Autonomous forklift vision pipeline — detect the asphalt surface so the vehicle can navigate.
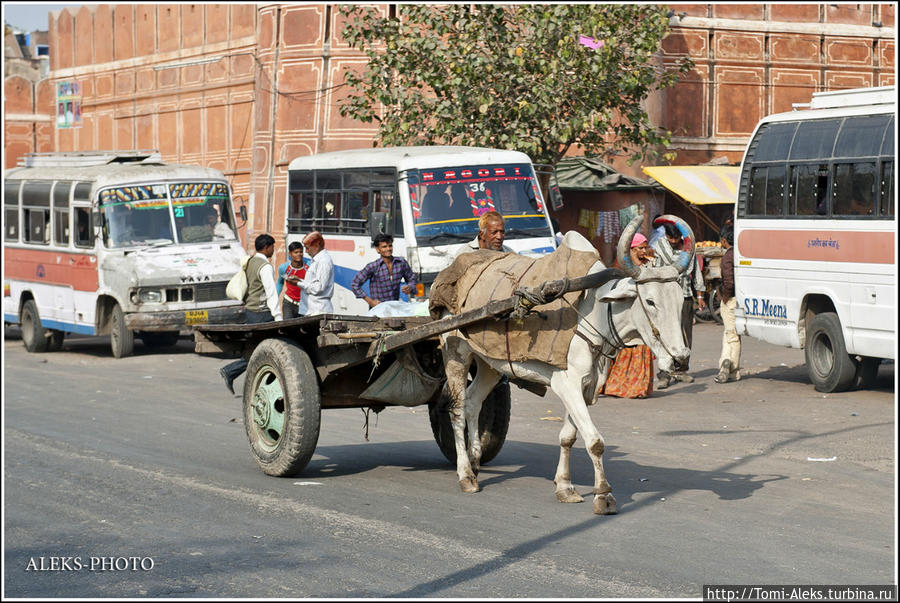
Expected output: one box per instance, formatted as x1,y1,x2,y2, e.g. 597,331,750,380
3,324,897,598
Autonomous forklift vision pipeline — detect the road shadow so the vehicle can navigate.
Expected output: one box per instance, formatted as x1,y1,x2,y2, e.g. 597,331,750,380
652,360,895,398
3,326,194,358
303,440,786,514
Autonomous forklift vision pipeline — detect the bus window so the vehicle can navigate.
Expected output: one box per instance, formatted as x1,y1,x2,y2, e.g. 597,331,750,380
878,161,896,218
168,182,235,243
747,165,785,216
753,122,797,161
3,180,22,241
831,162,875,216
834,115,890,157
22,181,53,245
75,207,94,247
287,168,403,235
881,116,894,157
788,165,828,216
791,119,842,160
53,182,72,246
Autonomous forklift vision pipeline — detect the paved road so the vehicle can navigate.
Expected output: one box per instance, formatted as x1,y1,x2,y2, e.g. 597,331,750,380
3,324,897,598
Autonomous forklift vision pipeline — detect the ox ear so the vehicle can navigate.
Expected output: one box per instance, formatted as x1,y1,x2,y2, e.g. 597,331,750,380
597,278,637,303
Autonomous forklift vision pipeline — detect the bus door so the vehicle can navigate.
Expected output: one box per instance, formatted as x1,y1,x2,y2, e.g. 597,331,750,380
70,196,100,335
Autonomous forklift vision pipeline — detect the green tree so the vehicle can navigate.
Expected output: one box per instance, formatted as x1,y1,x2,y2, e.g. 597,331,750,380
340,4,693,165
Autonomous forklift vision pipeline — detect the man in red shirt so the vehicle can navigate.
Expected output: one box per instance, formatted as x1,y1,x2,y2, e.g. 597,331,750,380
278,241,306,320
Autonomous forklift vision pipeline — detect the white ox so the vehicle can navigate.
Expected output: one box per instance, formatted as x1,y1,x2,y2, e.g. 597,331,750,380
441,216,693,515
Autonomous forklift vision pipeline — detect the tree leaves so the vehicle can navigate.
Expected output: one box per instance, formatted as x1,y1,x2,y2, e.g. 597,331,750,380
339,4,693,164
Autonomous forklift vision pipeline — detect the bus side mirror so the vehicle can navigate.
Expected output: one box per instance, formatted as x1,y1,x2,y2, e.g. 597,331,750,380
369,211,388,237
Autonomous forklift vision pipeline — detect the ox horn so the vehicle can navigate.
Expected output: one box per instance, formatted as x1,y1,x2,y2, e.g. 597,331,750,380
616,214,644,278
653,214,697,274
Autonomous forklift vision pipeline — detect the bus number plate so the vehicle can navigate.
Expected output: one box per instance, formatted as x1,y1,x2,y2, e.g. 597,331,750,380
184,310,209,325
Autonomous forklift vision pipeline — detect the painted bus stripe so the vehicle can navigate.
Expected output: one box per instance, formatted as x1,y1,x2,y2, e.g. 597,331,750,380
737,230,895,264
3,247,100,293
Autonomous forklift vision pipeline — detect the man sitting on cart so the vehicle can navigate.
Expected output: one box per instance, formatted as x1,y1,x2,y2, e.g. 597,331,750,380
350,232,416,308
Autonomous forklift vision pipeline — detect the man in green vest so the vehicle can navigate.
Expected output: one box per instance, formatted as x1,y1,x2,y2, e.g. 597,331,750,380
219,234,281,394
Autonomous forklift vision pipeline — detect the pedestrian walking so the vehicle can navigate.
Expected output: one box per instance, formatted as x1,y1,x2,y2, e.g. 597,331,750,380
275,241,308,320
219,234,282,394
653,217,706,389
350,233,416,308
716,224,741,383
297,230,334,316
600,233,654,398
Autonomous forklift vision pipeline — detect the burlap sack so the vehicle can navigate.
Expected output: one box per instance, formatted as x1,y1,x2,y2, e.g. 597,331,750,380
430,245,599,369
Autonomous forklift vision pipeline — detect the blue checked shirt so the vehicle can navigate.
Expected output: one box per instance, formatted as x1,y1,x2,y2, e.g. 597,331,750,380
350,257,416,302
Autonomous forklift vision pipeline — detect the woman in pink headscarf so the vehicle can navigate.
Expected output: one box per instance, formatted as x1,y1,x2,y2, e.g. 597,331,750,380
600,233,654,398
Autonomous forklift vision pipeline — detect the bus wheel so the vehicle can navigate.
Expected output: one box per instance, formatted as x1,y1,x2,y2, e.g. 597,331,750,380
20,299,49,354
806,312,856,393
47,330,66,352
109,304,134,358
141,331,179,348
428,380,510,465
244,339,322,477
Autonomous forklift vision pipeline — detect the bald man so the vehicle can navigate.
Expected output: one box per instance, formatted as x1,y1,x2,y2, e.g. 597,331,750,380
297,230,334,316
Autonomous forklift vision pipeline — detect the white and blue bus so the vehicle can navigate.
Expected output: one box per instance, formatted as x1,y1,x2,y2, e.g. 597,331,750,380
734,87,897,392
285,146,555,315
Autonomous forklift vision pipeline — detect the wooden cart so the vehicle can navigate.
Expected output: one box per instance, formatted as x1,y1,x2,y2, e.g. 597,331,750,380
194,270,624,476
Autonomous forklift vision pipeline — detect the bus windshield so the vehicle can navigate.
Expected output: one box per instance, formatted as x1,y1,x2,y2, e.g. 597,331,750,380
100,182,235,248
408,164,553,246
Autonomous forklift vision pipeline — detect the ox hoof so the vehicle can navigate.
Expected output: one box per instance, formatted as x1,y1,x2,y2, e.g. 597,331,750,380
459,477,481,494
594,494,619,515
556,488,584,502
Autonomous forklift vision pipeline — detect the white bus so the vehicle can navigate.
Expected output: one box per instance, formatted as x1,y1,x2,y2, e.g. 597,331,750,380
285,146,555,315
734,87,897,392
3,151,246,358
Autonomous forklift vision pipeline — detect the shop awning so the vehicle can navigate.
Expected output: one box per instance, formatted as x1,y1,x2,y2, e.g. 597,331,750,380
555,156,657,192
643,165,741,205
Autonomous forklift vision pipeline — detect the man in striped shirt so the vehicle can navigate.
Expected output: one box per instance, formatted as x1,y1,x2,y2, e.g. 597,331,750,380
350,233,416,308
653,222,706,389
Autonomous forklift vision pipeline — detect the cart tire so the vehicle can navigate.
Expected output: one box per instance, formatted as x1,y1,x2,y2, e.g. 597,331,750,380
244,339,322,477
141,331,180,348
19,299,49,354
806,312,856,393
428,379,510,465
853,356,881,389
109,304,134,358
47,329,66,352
——
- Problem statement
Convert every line of the material above into a JSON list of strings, one string per line, with blank lines left out. Omit the pictures.

- Answer
[
  "Autonomous forklift vision pipeline — detect the asphalt surface so the vehicle can navigate.",
  "Expected output: one box per instance, formatted as x1,y1,x2,y2, e.g. 597,331,750,380",
  "3,324,897,598",
  "Autonomous forklift vision pipeline — detect the road shadow so the vehicle can navigate.",
  "Expected output: one box per instance, formatted as x1,y1,x2,y2, e.g. 597,331,750,380",
  "652,360,895,398",
  "3,326,194,358",
  "303,440,786,514",
  "Autonomous forklift vision pipeline — detect the bus window so the vehicle can navigate.",
  "Expected output: one box per instance, formatted as x1,y1,x2,y2, e.g. 597,331,750,380",
  "878,161,896,218",
  "168,182,235,243",
  "747,165,785,216",
  "753,122,797,161",
  "3,180,22,241",
  "831,162,875,216",
  "834,115,890,157",
  "22,181,53,245",
  "75,207,94,247",
  "287,168,403,235",
  "881,116,894,157",
  "788,165,828,216",
  "791,119,842,160",
  "53,182,72,246",
  "Autonomous forklift vision pipeline — detect the paved road so the vehicle can navigate.",
  "Expected output: one box per instance, formatted as x1,y1,x2,y2, e.g. 597,331,750,380",
  "3,324,897,598",
  "Autonomous forklift vision pipeline — detect the ox ear so the vehicle can navigate.",
  "Expected output: one box per instance, formatted as x1,y1,x2,y2, e.g. 597,331,750,380",
  "597,278,637,303",
  "Autonomous forklift vision pipeline — detect the bus door so the vehicle can navigate.",
  "Expected output: one box per instance, formatted as x1,y1,x2,y2, e.g. 597,331,750,380",
  "70,196,100,335",
  "Autonomous forklift vision pipeline — detect the green tree so the vehicle can navigate.",
  "Expected output: one box per instance, formatted as x1,y1,x2,y2, e.g. 597,331,750,380",
  "340,4,693,165",
  "Autonomous forklift vision pipeline — detect the man in red shirt so the vehicle can navigate.",
  "Expected output: one box per instance, formatted as x1,y1,x2,y2, e.g. 597,331,750,380",
  "278,241,306,320",
  "Autonomous forklift vision pipeline — detect the white ox so the vehicle can navigate.",
  "Expected output: one box per instance, formatted as x1,y1,x2,y2, e.g. 597,331,750,380",
  "441,216,693,515",
  "Autonomous forklift vision pipeline — detect the tree leaves so the vehicle can navigate.",
  "Expected output: one box per instance, formatted as x1,y1,x2,y2, e.g. 597,331,750,380",
  "339,4,693,164",
  "Autonomous forklift vision pipeline — detect the bus side mirror so the vehicle can navigate.",
  "Expected output: one box per instance, formatted as x1,y1,x2,y2, e.g. 597,331,750,380",
  "369,211,388,237",
  "Autonomous forklift vision pipeline — detect the ox horn so the vehicle can navigate.",
  "Expected output: one box per instance, formatted as x1,y1,x2,y2, e.g. 597,331,750,380",
  "616,214,644,278",
  "653,214,697,274",
  "Autonomous forklift vision pipeline — detect the bus number plate so the vehicle can navigate.",
  "Expected output: one box per instance, formatted as x1,y1,x2,y2, e.g. 597,331,750,380",
  "184,310,209,325",
  "Autonomous forklift vision pipeline — detect the painted bus stripe so the vehicle can navigate.",
  "Expected output: one box per instance, formatted as x1,y1,x2,y2, e.g. 597,331,750,380",
  "737,230,895,264",
  "3,247,100,293",
  "Autonomous forklift vision pipeline — detect the man sitting on cart so the vehicle can navigate.",
  "Expected output: one box per instance, formatted as x1,y1,x2,y2, e.g. 597,331,750,380",
  "350,232,416,308",
  "Autonomous forklift vision pipeline — detect the man in green vest so the vehicle can navigate.",
  "Expected output: one box per instance, formatted as x1,y1,x2,y2, e.g. 597,331,750,380",
  "219,234,281,394",
  "Autonomous forklift vision pipeline — detect the pedestrian walking so the vehicle can navigate.",
  "Expected output: one box per instance, formatted as x1,y1,x2,y2, e.g. 597,331,750,380",
  "275,241,308,320",
  "219,234,282,394",
  "653,217,706,389",
  "350,233,416,308",
  "716,224,741,383",
  "297,230,334,316",
  "600,233,654,398",
  "Autonomous forklift vision pipeline — detect the burlap sack so the vehicle can navigate.",
  "Expected output: one box per instance, formatted as x1,y1,x2,y2, e.g. 597,331,750,380",
  "430,245,599,369",
  "Autonomous forklift vision pipeline — detect the blue checked shirt so the vehicle can navigate.",
  "Expected output: one box per instance, formatted as x1,y1,x2,y2, e.g. 597,331,750,380",
  "350,257,416,302",
  "Autonomous forklift vision pipeline — detect the woman in pink headscarf so the vehicle can navigate.",
  "Expected output: one box per instance, formatted as x1,y1,x2,y2, e.g. 597,331,750,380",
  "600,233,654,398",
  "Autonomous forklift vision pipeline — detect the bus wheel so the vehicle can navigate.",
  "Expected output: one box per instance, formatted as x1,y1,x2,y2, e.g. 597,331,750,380",
  "20,299,49,354",
  "806,312,856,393",
  "47,330,66,352",
  "109,304,134,358",
  "141,331,179,348",
  "428,380,510,465",
  "244,339,322,477",
  "Autonomous forklift vision pipeline — detect the bald man so the vehicle can navigate.",
  "Expected output: one box per instance, formatted as x1,y1,x2,y2, e.g. 597,331,750,380",
  "297,230,334,316",
  "Autonomous forklift vision pipeline — detect the white and blue bus so the vehicle can navigate.",
  "Expected output: one box per instance, formatted as x1,y1,x2,y2, e.g. 597,331,750,380",
  "734,87,897,392",
  "285,146,555,315",
  "Autonomous forklift vision pipeline — detect the wooden cart so the vehicle can navigate.",
  "Expected output: one box per instance, formatted as x1,y1,x2,y2, e.g. 597,331,750,380",
  "194,270,624,476",
  "Autonomous forklift vision pipeline — detect the bus windshield so the vehicle can navigate.",
  "Expected output: one box per instance, formatted as x1,y1,x2,y2, e.g. 597,331,750,380",
  "100,182,235,248",
  "408,164,553,246",
  "Autonomous forklift vision pipeline — detect the ox hoof so the vehicle can navigate.",
  "Expected output: one box per instance, formatted as x1,y1,x2,y2, e.g. 597,331,750,380",
  "459,477,481,494",
  "594,494,619,515",
  "556,488,584,502",
  "Autonomous forklift vision pipeline — detect the white bus so the vehicle can navigate.",
  "Expected output: one box per instance, formatted as x1,y1,x2,y2, e.g. 597,331,750,380",
  "285,146,555,315",
  "734,87,897,392",
  "3,151,246,358",
  "Autonomous forklift vision pipeline — detect the shop awning so the vehicle can navigate.",
  "Expected output: one box per instance, formatted as x1,y1,x2,y2, e.g. 597,331,750,380",
  "555,156,657,192",
  "643,165,741,205",
  "Autonomous forklift vision pipeline — detect the man in striped shirt so the vehicle can navigate.",
  "Expected output: one box per instance, formatted as x1,y1,x2,y2, e.g. 597,331,750,380",
  "350,233,416,308",
  "653,222,706,389",
  "Autonomous forklift vision pipeline — detect the cart tire so the vehicle can navigate.",
  "Expected output: one box per instance, formatted as x1,y1,x2,y2, e.g. 597,331,750,380",
  "244,339,322,477",
  "141,331,180,348",
  "19,299,49,354",
  "806,312,856,393",
  "428,379,510,465",
  "853,356,881,389",
  "109,304,134,358",
  "47,329,66,352"
]